___ EXCERPT TO READ ___
As part of this protocol we also assessed for the presence of all sleep disorders, based on a standardized questionnaire completed by the subjects on the evening of their sleep laboratory visit. The presence of sleep difficulty was established on three levels of severity. First, insomnia was defined by a positive response to the question “Do you feel you have insomnia?” with a duration of ≥1 year. Second, poor sleep was defined as a moderate to severe complaint (based on a mild to severe scale) of difficulty falling asleep (“Do you have difficulty falling asleep?”), difficulty staying asleep (“Do you have difficulty staying asleep?”), early final awakening (“Do you wake up in the morning earlier than desired?”), and/or non-restorative sleep (“Do you still feel groggy and unrefreshed after morning awakening?”). Third, normal sleep was defined as the absence of either of these two categories. Thus, normal sleep, poor sleep, and insomnia are three mutually exclusive groups as none in the poor sleep group reported having insomnia and none in the normal sleep group reported either insomnia or poor sleep.55
Insomnia with Objective Short Sleep Duration is Associated with a High Risk for Hypertension
We assessed the joint effect of insomnia and objective short sleep duration on hypertension risk in the Penn State Cohort.56 In this study, PSG sleep duration was classified into 3 categories: ≥ 6 hours sleep (top 50% of the sample); 5–6 hours (approximately the third quartile of the sample); and ≤ 5hours (approximately the bottom quartile of the sample). Hypertension was defined based either on in-lab blood pressure measurements (i.e., diastolic blood pressure ≥90 mm Hg and/or systolic blood pressure ≥140 mm Hg) or antihypertensive medication use. We controlled for age, race, sex, body mass index, diabetes, smoking, alcohol use, depression, sleep disordered breathing (SDB), and sampling weight. We found that compared to the normal sleeping and the ≥ 6 hours sleep duration group, the highest odds of hypertension was in insomnia with ≤ 5 hours of sleep duration (OR=5.1) and the second highest in insomniacs who slept 5–6 hours (OR=3.5). The odds for hypertension were significantly higher, but of lesser magnitude, in poor sleepers with short sleep duration. An objective sleep duration of 5–6 hours was associated with a non-significant, slight increased risk of hypertension (OR=1.1) whereas a sleep duration of ≤ 5 hours increased the risk by about fifty percent (OR=1.56) compared with a group that slept more than 6 hours. Importantly, the group of normal sleepers with short sleep duration did not show significant increased odds of hypertension. We concluded that insomnia with short sleep duration is associated with a high risk for hypertension, to a degree comparable to that of other common sleep disorders, e.g. SDB. At the same time, Lanfranchi et al57 reported that nighttime systolic blood pressure was higher and day-to-night systolic blood pressure dipping was lower in insomniacs compared to controls and that the magnitude of beta EEG activity correlated with systolic blood pressure dipping in insomniacs. More recently, using longitudinal data from the Penn State Cohort we have shown that insomniacs with short sleep duration are at a significantly higher risk of incident hypertension,58 suggesting that it is insomnia that causes hypertension and not vice versa. Cumulatively, these data indicate that objective short sleep duration may predict the biological severity of chronic insomnia, a prevalent condition whose medical impact has been apparently underestimated.
___ MATERIAL PROVIDED ___
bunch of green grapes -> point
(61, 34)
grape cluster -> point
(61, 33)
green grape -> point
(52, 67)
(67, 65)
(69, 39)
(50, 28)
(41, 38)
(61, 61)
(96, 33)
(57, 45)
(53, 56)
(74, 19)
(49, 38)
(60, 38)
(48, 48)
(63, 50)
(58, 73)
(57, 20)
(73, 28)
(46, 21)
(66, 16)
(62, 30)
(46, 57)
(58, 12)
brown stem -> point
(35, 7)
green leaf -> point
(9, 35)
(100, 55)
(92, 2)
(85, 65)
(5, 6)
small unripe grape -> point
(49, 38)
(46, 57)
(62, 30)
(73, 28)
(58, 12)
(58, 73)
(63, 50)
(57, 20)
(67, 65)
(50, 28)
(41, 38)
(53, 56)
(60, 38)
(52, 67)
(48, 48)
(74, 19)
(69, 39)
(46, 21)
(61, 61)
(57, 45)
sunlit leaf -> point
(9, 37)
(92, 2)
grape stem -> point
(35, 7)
___
WHAT YOU ARE ASKED TO DO - Extend the passage on insomnia, short sleep duration, and hypertension, starting after its final sentence. The entries stand apart from the passage on insomnia and hypertension.

SOLVED PROBLEM -
Insomnia with Objective Short Sleep Duration is Associated with Type 2 Diabetes
In a subsequent study we examined the joint effect of insomnia and objective sleep duration on diabetes risk in the described Penn State Cohort.59 Diabetes was defined either based on a fasting blood glucose ≥ 126 mg/dl or use of medication. We adjusted for age, race, sex, body mass index, smoking, alcohol use, depression, and SDB. Insomnia, but not poor sleep, was associated with higher odds of diabetes. Compared with the normal sleeping and ≥6 hours sleep duration group, the highest odds of diabetes was in individuals with insomnia and ≤5 hours sleep duration group (OR=2.95) and in insomniacs who slept 5–6 hours (OR=2.07). An objective sleep duration of 5 to 6 hours in normal sleepers was associated with a slight non-significant increase odds of diabetes (OR=1.35). These results reinforced our conclusion that objective sleep duration may predict the biological severity of chronic insomnia.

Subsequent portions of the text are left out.